### [Source extract]
━━━━

Make sure you have PyBioNetGen properly installed by running

bionetgen -h

If this command doesn’t print out help information, install PyBioNetGen with

pip install bionetgen

Basics of atomizing a model

Use the atomize method to convert a SBML model to BNGL directly (flat translation)

bionetgen atomize -i mymodel.xml -o mymodel_flat.bngl

Using the -a option allows for atomization of the model (atomized translation)

bionetgen atomize -i mymodel.xml -o mymodel_flat.bngl -a

if the atomization is taking a long time, try the -mr option (please note that this might use up a lot of memory)

bionetgen atomize -i mymodel.xml -o mymodel_flat.bngl -a -mr

If you encounter atomization errors, you can fix it by using a user input JSON file which is given by the -u option (see below)

bionetgen atomize -i mymodel.xml -o mymodel_flat.bngl -a -u user_input.json

Atomizer looks up annotation information on various online resources (namely Pathway Commons, BioGRID and UniProt). This generally allows for easier atomization, reducing user input required. If you don’t have internet connection you can turn this off with the -p option

bionetgen atomize -i mymodel.xml -o mymodel_flat.bngl -a -p

Generally a complex model will require several options with a bit of user input in JSON format (see below), for example

bionetgen atomize -i mymodel.xml -o mymodel_flat.bngl -a -u user_input.json

If the atomizer output is too cluttered you can adjust the output levels with the -ll option

bionetgen atomize -i mymodel.xml -o mymodel_flat.bngl -a -u user_input.json -ll "ERROR"

we suggest using “ERROR” or “WARNING” for -ll argument.

━━━━

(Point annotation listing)

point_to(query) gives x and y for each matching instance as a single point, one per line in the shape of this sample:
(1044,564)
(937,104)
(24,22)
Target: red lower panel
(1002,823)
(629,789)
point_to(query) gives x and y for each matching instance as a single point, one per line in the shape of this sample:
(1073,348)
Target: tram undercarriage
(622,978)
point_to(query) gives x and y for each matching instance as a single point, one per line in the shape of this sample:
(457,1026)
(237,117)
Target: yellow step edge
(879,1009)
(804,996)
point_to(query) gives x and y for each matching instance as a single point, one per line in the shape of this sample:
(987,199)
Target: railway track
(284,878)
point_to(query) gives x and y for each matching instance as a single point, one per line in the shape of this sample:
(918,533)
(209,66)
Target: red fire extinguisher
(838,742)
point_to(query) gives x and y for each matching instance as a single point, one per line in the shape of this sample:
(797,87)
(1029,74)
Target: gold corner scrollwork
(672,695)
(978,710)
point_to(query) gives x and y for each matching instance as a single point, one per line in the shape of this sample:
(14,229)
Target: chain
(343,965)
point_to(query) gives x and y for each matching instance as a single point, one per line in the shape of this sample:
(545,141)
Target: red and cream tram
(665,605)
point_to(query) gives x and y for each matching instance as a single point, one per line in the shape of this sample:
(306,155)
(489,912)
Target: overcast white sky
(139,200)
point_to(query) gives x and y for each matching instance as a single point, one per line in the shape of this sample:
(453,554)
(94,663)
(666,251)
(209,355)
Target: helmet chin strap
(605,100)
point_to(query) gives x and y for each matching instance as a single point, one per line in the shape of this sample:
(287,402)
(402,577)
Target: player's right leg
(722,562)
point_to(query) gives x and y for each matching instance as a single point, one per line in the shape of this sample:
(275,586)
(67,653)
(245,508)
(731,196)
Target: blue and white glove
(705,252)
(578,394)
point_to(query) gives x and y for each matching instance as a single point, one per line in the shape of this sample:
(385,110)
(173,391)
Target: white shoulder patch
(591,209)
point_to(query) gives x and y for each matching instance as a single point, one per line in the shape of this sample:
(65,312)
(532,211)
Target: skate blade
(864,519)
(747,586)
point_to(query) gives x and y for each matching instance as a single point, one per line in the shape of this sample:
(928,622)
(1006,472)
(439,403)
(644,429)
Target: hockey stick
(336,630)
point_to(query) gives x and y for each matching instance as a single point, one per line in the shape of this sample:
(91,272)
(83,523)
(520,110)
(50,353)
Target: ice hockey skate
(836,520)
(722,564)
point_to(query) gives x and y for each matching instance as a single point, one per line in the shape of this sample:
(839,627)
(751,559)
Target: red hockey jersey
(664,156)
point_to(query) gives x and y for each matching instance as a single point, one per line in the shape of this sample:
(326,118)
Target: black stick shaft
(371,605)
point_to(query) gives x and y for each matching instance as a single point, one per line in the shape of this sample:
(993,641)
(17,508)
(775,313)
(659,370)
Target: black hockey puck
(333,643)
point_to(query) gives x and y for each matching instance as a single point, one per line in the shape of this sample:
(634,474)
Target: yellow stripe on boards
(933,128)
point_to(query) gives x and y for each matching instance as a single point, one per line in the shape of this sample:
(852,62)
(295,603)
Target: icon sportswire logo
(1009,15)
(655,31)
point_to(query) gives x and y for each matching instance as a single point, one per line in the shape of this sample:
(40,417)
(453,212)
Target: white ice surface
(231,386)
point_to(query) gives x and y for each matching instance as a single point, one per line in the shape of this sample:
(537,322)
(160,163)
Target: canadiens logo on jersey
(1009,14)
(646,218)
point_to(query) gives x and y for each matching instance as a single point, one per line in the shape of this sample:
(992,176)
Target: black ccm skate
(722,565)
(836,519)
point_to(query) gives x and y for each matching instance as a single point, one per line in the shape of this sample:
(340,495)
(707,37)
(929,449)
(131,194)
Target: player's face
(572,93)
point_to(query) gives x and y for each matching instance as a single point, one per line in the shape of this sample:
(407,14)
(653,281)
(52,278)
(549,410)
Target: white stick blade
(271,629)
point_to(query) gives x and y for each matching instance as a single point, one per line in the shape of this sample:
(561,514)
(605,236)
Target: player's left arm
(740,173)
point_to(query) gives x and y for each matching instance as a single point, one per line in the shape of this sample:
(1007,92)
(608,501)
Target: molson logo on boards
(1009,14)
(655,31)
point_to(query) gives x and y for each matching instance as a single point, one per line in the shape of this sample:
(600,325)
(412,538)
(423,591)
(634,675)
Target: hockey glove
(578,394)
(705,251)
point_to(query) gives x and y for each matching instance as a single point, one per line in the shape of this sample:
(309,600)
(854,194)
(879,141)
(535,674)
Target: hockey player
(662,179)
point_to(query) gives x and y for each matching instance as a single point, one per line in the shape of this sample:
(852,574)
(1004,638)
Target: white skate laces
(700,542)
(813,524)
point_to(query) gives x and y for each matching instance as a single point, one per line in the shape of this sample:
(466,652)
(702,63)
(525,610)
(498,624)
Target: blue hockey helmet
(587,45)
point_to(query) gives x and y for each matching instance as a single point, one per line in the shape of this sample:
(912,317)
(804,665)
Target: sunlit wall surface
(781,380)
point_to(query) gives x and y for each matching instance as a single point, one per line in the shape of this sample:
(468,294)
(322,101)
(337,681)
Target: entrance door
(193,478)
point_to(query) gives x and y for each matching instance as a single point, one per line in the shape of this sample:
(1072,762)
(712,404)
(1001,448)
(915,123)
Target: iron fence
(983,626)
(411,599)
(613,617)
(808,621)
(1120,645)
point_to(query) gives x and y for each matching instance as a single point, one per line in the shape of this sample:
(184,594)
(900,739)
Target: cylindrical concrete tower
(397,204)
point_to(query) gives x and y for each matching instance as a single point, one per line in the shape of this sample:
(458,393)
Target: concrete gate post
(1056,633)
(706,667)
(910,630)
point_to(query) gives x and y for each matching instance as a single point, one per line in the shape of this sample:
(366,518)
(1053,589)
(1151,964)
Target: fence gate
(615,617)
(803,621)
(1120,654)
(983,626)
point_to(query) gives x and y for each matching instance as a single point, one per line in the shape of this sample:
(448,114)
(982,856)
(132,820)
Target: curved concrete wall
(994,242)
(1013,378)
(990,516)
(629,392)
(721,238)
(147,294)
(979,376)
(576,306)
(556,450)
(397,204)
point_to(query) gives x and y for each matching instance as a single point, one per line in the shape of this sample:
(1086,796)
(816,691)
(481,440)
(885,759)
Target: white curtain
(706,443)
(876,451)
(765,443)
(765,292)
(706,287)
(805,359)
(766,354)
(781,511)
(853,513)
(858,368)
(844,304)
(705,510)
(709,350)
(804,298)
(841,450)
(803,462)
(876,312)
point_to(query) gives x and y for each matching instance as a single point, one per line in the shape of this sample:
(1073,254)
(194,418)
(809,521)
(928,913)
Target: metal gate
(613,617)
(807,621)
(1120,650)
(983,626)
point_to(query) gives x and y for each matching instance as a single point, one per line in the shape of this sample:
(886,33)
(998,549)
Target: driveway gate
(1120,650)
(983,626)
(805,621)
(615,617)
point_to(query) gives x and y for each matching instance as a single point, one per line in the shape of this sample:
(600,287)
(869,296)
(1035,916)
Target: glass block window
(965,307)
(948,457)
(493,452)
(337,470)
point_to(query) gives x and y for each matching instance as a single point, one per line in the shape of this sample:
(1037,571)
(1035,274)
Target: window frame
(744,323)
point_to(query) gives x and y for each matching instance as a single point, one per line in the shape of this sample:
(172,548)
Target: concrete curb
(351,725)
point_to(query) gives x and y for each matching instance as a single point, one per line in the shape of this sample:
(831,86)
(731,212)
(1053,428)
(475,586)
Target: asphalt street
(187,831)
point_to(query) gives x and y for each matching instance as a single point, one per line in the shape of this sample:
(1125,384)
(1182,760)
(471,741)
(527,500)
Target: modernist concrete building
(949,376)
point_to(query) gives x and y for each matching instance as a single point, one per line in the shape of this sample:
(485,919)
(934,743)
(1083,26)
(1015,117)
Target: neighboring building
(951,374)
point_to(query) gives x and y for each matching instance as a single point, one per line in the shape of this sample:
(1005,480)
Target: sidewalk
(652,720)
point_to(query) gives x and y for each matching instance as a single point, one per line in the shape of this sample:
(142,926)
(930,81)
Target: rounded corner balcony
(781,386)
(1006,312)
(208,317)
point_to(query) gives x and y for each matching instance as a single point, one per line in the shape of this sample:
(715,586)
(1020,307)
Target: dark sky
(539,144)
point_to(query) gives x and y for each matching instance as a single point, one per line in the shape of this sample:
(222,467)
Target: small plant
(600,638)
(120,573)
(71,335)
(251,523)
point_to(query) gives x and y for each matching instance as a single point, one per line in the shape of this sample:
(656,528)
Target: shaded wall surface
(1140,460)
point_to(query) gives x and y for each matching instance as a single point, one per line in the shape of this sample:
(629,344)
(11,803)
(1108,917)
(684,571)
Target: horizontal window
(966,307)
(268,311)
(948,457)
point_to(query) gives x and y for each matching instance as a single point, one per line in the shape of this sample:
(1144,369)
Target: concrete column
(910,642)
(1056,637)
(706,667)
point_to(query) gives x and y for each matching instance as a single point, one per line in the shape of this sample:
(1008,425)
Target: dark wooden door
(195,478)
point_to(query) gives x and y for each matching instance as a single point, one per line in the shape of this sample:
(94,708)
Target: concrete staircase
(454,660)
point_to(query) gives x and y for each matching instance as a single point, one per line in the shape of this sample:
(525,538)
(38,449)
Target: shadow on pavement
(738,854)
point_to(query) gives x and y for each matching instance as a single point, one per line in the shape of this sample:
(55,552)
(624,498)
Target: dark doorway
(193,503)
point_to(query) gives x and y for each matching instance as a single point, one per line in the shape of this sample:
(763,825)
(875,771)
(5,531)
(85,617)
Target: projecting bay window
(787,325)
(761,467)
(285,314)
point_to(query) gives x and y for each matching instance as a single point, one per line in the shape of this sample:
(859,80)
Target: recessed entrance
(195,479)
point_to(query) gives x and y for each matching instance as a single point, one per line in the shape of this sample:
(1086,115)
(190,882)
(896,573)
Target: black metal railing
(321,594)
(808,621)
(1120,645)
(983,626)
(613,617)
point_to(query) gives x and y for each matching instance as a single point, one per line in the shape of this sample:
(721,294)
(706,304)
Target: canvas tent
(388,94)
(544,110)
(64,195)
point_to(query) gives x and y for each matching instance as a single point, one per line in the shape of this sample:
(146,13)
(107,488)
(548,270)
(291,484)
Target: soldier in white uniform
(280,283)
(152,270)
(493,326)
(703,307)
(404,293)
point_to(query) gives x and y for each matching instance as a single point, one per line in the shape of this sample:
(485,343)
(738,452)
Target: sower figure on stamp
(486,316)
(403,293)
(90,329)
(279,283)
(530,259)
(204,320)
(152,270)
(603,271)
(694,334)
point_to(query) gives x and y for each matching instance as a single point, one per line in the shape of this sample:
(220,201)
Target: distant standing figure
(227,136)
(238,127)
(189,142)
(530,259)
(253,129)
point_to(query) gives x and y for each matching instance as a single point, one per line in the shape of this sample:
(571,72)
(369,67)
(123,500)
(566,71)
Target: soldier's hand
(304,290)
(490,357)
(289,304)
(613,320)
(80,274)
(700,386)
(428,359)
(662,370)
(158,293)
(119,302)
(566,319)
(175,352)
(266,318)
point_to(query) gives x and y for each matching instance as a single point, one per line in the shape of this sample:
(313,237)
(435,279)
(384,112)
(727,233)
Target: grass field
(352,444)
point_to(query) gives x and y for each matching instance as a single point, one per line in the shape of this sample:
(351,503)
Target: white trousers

━━━━

### [Directions]
Write out the full PyBioNetGen atomize instructions above again, word for word.

### [Response for this exercise]
Make sure you have PyBioNetGen properly installed by running

bionetgen -h

If this command doesn’t print out help information, install PyBioNetGen with

pip install bionetgen

Basics of atomizing a model

Use the atomize method to convert a SBML model to BNGL directly (flat translation)

bionetgen atomize -i mymodel.xml -o mymodel_flat.bngl

Using the -a option allows for atomization of the model (atomized translation)

bionetgen atomize -i mymodel.xml -o mymodel_flat.bngl -a

if the atomization is taking a long time, try the -mr option (please note that this might use up a lot of memory)

bionetgen atomize -i mymodel.xml -o mymodel_flat.bngl -a -mr

If you encounter atomization errors, you can fix it by using a user input JSON file which is given by the -u option (see below)

bionetgen atomize -i mymodel.xml -o mymodel_flat.bngl -a -u user_input.json

Atomizer looks up annotation information on various online resources (namely Pathway Commons, BioGRID and UniProt). This generally allows for easier atomization, reducing user input required. If you don’t have internet connection you can turn this off with the -p option

bionetgen atomize -i mymodel.xml -o mymodel_flat.bngl -a -p

Generally a complex model will require several options with a bit of user input in JSON format (see below), for example

bionetgen atomize -i mymodel.xml -o mymodel_flat.bngl -a -u user_input.json

If the atomizer output is too cluttered you can adjust the output levels with the -ll option

bionetgen atomize -i mymodel.xml -o mymodel_flat.bngl -a -u user_input.json -ll "ERROR"

we suggest using “ERROR” or “WARNING” for -ll argument.